Problem requirements — Look through the entries for the string "green", and copy each line that holds it.

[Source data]

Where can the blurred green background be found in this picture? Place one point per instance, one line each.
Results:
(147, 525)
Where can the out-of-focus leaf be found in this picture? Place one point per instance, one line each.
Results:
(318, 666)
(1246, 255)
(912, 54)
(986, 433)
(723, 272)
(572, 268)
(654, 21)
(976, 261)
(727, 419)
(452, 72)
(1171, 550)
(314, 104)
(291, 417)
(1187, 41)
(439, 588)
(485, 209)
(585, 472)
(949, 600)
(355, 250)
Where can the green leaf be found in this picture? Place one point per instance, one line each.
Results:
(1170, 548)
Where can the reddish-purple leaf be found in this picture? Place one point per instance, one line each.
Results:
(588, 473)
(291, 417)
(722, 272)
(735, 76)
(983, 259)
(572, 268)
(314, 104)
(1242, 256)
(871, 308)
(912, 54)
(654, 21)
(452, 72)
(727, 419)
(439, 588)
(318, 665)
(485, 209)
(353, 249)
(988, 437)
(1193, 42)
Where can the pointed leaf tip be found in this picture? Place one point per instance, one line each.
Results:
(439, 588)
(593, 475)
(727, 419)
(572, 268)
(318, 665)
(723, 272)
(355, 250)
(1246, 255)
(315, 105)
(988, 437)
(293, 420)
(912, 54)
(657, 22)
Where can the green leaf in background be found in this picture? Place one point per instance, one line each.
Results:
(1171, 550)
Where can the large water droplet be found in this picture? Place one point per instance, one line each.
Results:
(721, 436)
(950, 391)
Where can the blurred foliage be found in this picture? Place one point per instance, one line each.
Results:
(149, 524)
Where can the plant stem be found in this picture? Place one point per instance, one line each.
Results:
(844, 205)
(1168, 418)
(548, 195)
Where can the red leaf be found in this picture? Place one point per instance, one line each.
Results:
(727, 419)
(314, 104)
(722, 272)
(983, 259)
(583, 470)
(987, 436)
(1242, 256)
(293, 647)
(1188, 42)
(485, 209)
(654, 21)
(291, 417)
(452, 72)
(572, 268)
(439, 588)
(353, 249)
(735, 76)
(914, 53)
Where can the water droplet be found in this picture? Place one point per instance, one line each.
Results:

Solution to this exercise —
Where can the blurred green background be found in this picture? Place one point per instance, one line each.
Where can the green leaf be found in this picture? Place one point per instance, one line each.
Where can the green leaf in background be found in this picture? Place one point per instance, one line each.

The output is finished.